++++ INFORMATION GIVEN
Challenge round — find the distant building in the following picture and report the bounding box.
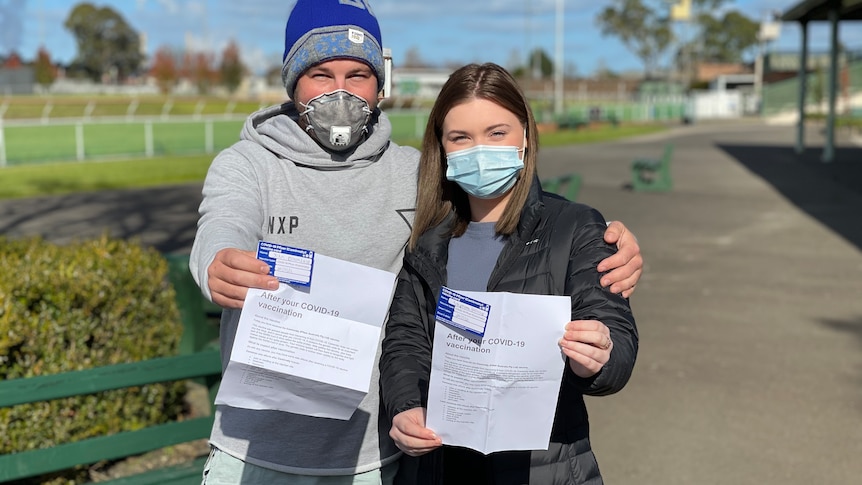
[696,62,753,83]
[0,66,36,96]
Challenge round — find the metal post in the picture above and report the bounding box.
[204,120,215,153]
[822,6,841,162]
[554,0,565,119]
[0,118,6,168]
[796,21,808,154]
[75,121,86,161]
[144,120,155,158]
++++++++
§ **YOUR INSTRUCTIONS**
Copy every item above verbatim, leaving out the pictures.

§ **ANSWER FOR THE TASK**
Challenge round — find the distant building in the following picture and report the bounding box.
[696,62,753,83]
[0,66,36,96]
Challenge round — find the metal post in the picture above and report the bounding box.
[204,120,215,153]
[822,6,841,162]
[554,0,565,119]
[0,118,6,168]
[796,21,808,154]
[75,121,86,161]
[144,120,155,158]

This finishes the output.